• [BRIEF]: Copy out all the entries exactly.

________________________________________

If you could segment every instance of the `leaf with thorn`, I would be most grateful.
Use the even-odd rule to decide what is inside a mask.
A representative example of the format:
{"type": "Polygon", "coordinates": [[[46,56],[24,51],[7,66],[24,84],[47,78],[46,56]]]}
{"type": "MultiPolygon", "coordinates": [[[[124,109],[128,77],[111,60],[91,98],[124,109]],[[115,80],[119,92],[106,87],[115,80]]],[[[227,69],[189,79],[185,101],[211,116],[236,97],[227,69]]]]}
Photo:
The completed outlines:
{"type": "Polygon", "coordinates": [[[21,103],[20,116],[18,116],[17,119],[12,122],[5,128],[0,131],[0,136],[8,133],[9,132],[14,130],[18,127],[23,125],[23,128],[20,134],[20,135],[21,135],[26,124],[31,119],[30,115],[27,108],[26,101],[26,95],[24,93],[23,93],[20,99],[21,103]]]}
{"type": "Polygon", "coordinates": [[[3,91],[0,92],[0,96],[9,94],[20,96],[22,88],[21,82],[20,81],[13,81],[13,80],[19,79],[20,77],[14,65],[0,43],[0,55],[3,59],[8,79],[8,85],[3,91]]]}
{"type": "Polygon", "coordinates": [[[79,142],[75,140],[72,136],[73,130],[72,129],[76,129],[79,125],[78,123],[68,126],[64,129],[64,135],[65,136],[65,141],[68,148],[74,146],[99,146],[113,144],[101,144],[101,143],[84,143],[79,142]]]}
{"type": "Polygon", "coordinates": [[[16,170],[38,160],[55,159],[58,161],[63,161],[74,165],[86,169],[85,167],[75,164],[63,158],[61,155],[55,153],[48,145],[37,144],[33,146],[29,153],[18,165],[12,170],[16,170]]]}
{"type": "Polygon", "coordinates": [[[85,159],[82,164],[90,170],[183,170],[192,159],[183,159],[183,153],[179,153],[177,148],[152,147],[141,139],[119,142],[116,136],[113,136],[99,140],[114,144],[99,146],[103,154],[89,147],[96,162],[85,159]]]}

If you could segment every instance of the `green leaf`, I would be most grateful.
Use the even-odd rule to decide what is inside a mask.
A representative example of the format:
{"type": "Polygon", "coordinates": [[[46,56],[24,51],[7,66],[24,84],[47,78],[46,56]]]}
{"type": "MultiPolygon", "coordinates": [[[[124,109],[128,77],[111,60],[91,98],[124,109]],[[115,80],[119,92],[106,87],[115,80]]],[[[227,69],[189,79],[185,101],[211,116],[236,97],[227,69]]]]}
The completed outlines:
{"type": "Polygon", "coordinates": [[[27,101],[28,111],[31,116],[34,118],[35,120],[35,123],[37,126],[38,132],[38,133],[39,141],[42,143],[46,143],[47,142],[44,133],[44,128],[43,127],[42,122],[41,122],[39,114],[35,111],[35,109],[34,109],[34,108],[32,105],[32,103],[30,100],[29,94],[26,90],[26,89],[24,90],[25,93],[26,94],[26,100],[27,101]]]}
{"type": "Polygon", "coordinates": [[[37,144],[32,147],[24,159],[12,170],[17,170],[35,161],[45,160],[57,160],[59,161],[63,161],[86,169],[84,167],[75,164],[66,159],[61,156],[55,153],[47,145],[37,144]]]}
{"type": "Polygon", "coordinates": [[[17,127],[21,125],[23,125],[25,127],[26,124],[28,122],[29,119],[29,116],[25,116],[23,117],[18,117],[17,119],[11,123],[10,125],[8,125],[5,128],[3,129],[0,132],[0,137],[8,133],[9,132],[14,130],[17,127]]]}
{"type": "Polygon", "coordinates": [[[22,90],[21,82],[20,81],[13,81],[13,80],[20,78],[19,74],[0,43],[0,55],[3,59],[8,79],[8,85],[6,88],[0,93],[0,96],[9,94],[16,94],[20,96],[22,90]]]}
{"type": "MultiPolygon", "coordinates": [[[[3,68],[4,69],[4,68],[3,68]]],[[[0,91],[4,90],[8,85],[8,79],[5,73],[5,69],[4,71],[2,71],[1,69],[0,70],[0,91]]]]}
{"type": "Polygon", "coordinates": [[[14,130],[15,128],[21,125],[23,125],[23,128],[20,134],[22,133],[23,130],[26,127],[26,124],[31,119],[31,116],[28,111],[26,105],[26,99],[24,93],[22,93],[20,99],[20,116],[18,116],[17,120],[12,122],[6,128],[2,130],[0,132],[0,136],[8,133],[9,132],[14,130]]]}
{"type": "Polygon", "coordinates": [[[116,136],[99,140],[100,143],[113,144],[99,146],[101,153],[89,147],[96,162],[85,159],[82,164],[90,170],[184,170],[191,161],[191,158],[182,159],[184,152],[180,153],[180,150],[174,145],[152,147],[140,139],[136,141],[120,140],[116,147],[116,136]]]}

________________________________________

• [ANSWER FOR THE TASK]:
If you could segment every instance of the `leaf with thorn`, I would be most grateful.
Use the even-odd rule to decide what is inside a mask.
A representative example of the format:
{"type": "Polygon", "coordinates": [[[46,56],[24,51],[7,66],[24,84],[47,78],[46,56]]]}
{"type": "MultiPolygon", "coordinates": [[[[124,109],[128,77],[111,60],[91,98],[124,109]],[[115,80],[119,92],[106,87],[115,80]]],[[[227,69],[189,79],[185,101],[211,116],[236,97],[227,69]]]]}
Photo:
The completed outlines:
{"type": "Polygon", "coordinates": [[[21,103],[20,116],[18,116],[17,119],[12,122],[5,128],[0,131],[0,136],[8,133],[9,132],[14,130],[18,127],[23,125],[23,128],[20,134],[20,135],[21,135],[26,124],[31,119],[30,115],[27,108],[26,101],[26,95],[24,93],[23,93],[20,99],[21,103]]]}
{"type": "Polygon", "coordinates": [[[3,91],[0,92],[0,96],[9,94],[20,96],[22,88],[21,82],[20,81],[13,81],[13,80],[19,79],[20,77],[14,65],[0,43],[0,55],[3,59],[8,79],[8,85],[3,91]]]}
{"type": "Polygon", "coordinates": [[[79,142],[75,140],[72,136],[73,130],[72,129],[76,129],[79,125],[78,123],[68,126],[64,129],[64,135],[65,136],[65,141],[68,148],[74,146],[99,146],[113,144],[101,144],[101,143],[84,143],[79,142]]]}
{"type": "Polygon", "coordinates": [[[16,170],[38,160],[55,159],[58,161],[63,161],[74,165],[86,169],[85,167],[75,164],[63,158],[61,155],[55,153],[48,145],[37,144],[33,146],[29,153],[18,165],[12,170],[16,170]]]}
{"type": "Polygon", "coordinates": [[[85,159],[82,164],[90,170],[183,170],[192,159],[183,159],[183,153],[179,153],[177,148],[152,147],[141,139],[119,142],[116,136],[113,136],[99,140],[114,144],[99,146],[103,154],[89,147],[96,162],[85,159]]]}

If you could segment every instance of the `green leaf`, I would be most grateful.
Use the even-odd rule to decide what is inside a mask.
A representative example of the format:
{"type": "Polygon", "coordinates": [[[46,56],[24,51],[7,66],[24,84],[47,78],[46,56]]]}
{"type": "MultiPolygon", "coordinates": [[[[124,109],[128,77],[111,60],[91,98],[124,109]],[[115,80],[119,92],[106,87],[115,80]]],[[[227,69],[189,79],[185,101],[211,116],[236,97],[227,69]]]]}
The completed outlines:
{"type": "Polygon", "coordinates": [[[27,101],[28,111],[31,116],[34,118],[35,120],[35,123],[37,126],[38,132],[38,133],[39,141],[42,143],[46,143],[47,142],[44,133],[44,128],[43,127],[42,122],[41,122],[39,114],[35,111],[35,109],[34,109],[34,108],[32,105],[32,103],[30,100],[29,94],[26,90],[26,89],[24,90],[25,93],[26,94],[26,100],[27,101]]]}
{"type": "Polygon", "coordinates": [[[37,144],[32,147],[24,159],[12,170],[17,170],[35,161],[45,160],[57,160],[59,161],[63,161],[86,169],[84,167],[75,164],[66,159],[61,156],[55,153],[47,145],[37,144]]]}
{"type": "Polygon", "coordinates": [[[17,127],[21,125],[23,125],[25,127],[26,124],[28,122],[29,119],[29,116],[25,116],[23,117],[18,117],[17,119],[11,123],[10,125],[8,125],[5,128],[3,129],[0,132],[0,137],[8,133],[9,132],[14,130],[17,127]]]}
{"type": "Polygon", "coordinates": [[[22,90],[21,82],[20,81],[13,81],[13,80],[20,78],[19,74],[0,43],[0,55],[3,59],[8,79],[8,85],[6,88],[0,93],[0,96],[9,94],[16,94],[20,96],[22,90]]]}
{"type": "MultiPolygon", "coordinates": [[[[3,68],[4,69],[4,68],[3,68]]],[[[0,91],[4,90],[8,85],[8,79],[5,73],[5,69],[4,71],[2,71],[1,69],[0,70],[0,91]]]]}
{"type": "Polygon", "coordinates": [[[14,130],[15,128],[21,125],[23,125],[23,128],[20,134],[22,133],[23,130],[26,127],[26,124],[31,119],[31,116],[28,111],[26,105],[26,99],[24,93],[22,93],[20,99],[20,116],[18,116],[17,120],[12,122],[6,128],[2,130],[0,132],[0,136],[8,133],[9,132],[14,130]]]}
{"type": "Polygon", "coordinates": [[[116,136],[99,140],[100,143],[113,144],[99,146],[101,153],[89,147],[96,162],[85,159],[82,164],[90,170],[184,170],[191,161],[191,158],[182,159],[184,152],[180,153],[180,150],[174,145],[152,147],[140,139],[136,141],[120,140],[116,147],[116,136]]]}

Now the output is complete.